Shape annotation entries:

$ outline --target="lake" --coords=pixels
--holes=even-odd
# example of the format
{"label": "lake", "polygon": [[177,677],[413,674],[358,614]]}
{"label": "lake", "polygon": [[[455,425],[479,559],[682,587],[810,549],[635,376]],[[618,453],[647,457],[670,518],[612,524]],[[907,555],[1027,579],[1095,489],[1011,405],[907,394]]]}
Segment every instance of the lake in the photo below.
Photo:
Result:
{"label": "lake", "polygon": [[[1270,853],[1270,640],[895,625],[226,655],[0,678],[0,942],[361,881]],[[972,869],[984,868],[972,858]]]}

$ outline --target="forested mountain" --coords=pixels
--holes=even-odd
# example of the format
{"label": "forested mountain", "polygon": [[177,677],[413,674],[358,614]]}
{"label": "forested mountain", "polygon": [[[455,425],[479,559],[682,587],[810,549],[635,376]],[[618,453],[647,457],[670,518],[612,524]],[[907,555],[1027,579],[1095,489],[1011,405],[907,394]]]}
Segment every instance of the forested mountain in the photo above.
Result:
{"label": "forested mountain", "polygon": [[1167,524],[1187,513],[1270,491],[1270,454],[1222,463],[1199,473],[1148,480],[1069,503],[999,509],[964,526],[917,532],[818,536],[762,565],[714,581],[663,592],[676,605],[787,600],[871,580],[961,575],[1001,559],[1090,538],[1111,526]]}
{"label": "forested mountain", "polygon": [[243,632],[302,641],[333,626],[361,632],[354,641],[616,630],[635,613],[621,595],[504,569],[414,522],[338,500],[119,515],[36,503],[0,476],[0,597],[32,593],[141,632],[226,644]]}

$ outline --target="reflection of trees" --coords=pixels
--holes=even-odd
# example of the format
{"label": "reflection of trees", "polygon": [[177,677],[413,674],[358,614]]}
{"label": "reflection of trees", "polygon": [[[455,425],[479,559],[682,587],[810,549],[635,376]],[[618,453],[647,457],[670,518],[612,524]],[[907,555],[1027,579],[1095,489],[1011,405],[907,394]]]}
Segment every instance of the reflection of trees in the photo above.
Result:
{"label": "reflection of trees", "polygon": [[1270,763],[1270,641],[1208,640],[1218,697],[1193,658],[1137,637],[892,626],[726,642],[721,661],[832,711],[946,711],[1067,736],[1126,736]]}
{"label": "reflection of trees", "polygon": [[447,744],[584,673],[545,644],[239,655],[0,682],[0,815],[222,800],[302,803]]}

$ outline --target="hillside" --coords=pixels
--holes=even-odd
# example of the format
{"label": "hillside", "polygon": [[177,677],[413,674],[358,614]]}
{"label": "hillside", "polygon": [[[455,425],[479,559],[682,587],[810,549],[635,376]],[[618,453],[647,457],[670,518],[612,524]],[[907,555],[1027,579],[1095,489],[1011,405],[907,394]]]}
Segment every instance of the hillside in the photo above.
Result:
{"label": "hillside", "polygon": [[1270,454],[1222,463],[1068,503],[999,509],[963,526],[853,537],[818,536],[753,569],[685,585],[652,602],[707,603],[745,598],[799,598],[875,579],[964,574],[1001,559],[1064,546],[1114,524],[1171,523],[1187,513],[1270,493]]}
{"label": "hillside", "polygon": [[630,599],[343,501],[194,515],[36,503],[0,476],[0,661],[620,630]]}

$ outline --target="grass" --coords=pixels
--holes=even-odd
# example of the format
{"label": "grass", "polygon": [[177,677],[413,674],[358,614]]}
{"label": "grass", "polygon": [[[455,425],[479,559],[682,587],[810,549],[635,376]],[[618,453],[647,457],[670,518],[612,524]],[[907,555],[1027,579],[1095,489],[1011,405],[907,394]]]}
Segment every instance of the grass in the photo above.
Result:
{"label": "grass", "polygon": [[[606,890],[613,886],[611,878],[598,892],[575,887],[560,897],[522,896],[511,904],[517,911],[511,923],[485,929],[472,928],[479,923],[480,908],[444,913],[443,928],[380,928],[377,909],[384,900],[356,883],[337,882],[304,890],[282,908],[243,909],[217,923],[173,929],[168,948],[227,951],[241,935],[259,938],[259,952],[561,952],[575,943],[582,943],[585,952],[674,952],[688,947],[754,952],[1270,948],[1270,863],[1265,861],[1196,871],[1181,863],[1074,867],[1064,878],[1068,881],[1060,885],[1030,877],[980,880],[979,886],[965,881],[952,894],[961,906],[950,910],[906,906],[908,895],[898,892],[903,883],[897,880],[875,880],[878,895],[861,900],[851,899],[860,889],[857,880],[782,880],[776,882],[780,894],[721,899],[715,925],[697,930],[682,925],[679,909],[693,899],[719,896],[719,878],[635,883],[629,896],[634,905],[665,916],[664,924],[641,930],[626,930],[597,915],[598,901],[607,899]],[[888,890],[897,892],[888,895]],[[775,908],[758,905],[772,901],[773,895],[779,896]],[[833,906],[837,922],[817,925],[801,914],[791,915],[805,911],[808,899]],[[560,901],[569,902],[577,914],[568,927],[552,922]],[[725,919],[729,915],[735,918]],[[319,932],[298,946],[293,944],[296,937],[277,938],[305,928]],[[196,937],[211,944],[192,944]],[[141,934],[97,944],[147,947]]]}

* **WHAT YOU ARE ASKED TO DO**: Repeat each record exactly, leaving nothing out.

* **TASK RESPONSE**:
$ outline --target="lake" --coords=pixels
--holes=even-odd
# example of the format
{"label": "lake", "polygon": [[177,677],[413,674],[358,614]]}
{"label": "lake", "polygon": [[[455,425],[479,559],[682,587],[810,549],[635,376]],[[618,453],[647,457],[670,518],[612,524]],[[907,555],[1027,579],[1095,489],[1011,405],[907,394]]]}
Segment every instance of the lake in the photo below.
Photo:
Result:
{"label": "lake", "polygon": [[[1270,853],[1270,640],[895,625],[226,655],[0,678],[0,942],[361,881]],[[972,869],[984,868],[972,858]]]}

$ outline --target="forested mountain" --coords=pixels
--holes=even-odd
# example of the format
{"label": "forested mountain", "polygon": [[177,677],[413,674],[358,614]]}
{"label": "forested mountain", "polygon": [[[455,425],[479,559],[682,587],[810,549],[635,376]],[[618,453],[647,457],[670,518],[612,524]],[[907,555],[1027,579],[1095,489],[1011,405],[907,394]]]}
Segment every instance of the forested mountain in the photo above.
Result:
{"label": "forested mountain", "polygon": [[1167,524],[1187,513],[1270,491],[1270,454],[1222,463],[1199,473],[1148,480],[1069,503],[999,509],[964,526],[917,532],[818,536],[762,565],[714,581],[663,592],[676,605],[787,600],[871,580],[961,575],[1001,559],[1090,538],[1111,526]]}
{"label": "forested mountain", "polygon": [[243,632],[302,641],[333,626],[361,632],[354,641],[616,630],[635,613],[621,595],[504,569],[414,522],[338,500],[119,515],[36,503],[0,476],[0,597],[32,593],[141,632],[226,644]]}

$ outline --target="reflection of trees" --coords=pixels
--holes=even-odd
# example of the format
{"label": "reflection of trees", "polygon": [[177,677],[413,674],[358,614]]}
{"label": "reflection of trees", "polygon": [[[455,425],[479,559],[682,587],[810,549],[635,376]],[[618,453],[647,457],[670,518],[612,524]],[[907,555],[1027,579],[1095,489],[1011,405],[907,394]]]}
Segment every instance of the reflection of trees in the photo above.
Result:
{"label": "reflection of trees", "polygon": [[1270,763],[1270,641],[1208,640],[1218,697],[1193,658],[1137,637],[892,626],[726,642],[721,661],[832,711],[946,711],[1067,736],[1126,736]]}
{"label": "reflection of trees", "polygon": [[447,744],[584,673],[545,644],[239,655],[0,682],[0,815],[222,800],[302,803]]}

$ outline --target="hillside" --coords=pixels
--holes=even-odd
# example of the format
{"label": "hillside", "polygon": [[177,677],[413,674],[358,614]]}
{"label": "hillside", "polygon": [[[455,425],[479,559],[682,587],[810,549],[635,376]],[[618,453],[647,457],[670,518],[612,524]],[[907,555],[1027,579],[1095,489],[1011,405],[907,394]]]}
Segment every instance of the hillside in the photo above.
Result:
{"label": "hillside", "polygon": [[1270,454],[1222,463],[1068,503],[999,509],[963,526],[853,537],[818,536],[753,569],[685,585],[652,602],[707,603],[745,598],[799,598],[875,579],[964,574],[1001,559],[1064,546],[1114,524],[1171,523],[1187,513],[1270,493]]}
{"label": "hillside", "polygon": [[630,599],[343,501],[194,515],[36,503],[0,476],[0,661],[620,630]]}

$ outline --target="grass" --coords=pixels
--holes=even-odd
# example of the format
{"label": "grass", "polygon": [[177,677],[413,674],[358,614]]}
{"label": "grass", "polygon": [[[455,425],[479,559],[682,587],[810,549],[635,376]],[[618,453],[647,457],[670,518],[612,524]],[[907,555],[1027,579],[1095,489],[1011,405],[907,394]]]}
Segment every instance of the grass in the photo above.
Result:
{"label": "grass", "polygon": [[[606,890],[613,886],[611,878],[598,892],[575,887],[560,897],[522,896],[511,904],[517,911],[511,923],[485,929],[472,928],[479,923],[480,908],[444,913],[443,928],[380,928],[377,909],[384,900],[356,883],[337,882],[304,890],[282,908],[243,909],[217,923],[173,929],[168,948],[227,951],[241,935],[259,938],[259,952],[561,952],[575,943],[582,943],[585,952],[674,952],[688,947],[754,952],[1270,948],[1270,863],[1265,861],[1196,871],[1181,863],[1074,867],[1064,878],[1068,881],[1060,885],[1030,877],[980,880],[979,886],[965,881],[952,894],[961,906],[950,910],[906,906],[908,895],[898,892],[903,883],[897,880],[875,880],[878,895],[861,900],[851,899],[860,889],[857,880],[782,880],[776,882],[780,894],[721,899],[715,925],[697,930],[682,925],[679,909],[693,899],[719,896],[719,878],[635,883],[629,896],[634,905],[665,916],[664,924],[641,930],[626,930],[597,915],[598,901],[607,899]],[[888,890],[897,892],[888,895]],[[775,908],[758,905],[772,901],[773,895],[779,896]],[[833,906],[837,922],[817,925],[801,914],[791,915],[805,911],[808,899]],[[560,901],[569,902],[577,914],[568,927],[552,922]],[[725,919],[729,915],[735,918]],[[319,932],[298,946],[293,944],[296,937],[277,938],[305,928]],[[196,937],[211,944],[192,944]],[[141,934],[97,944],[147,947]]]}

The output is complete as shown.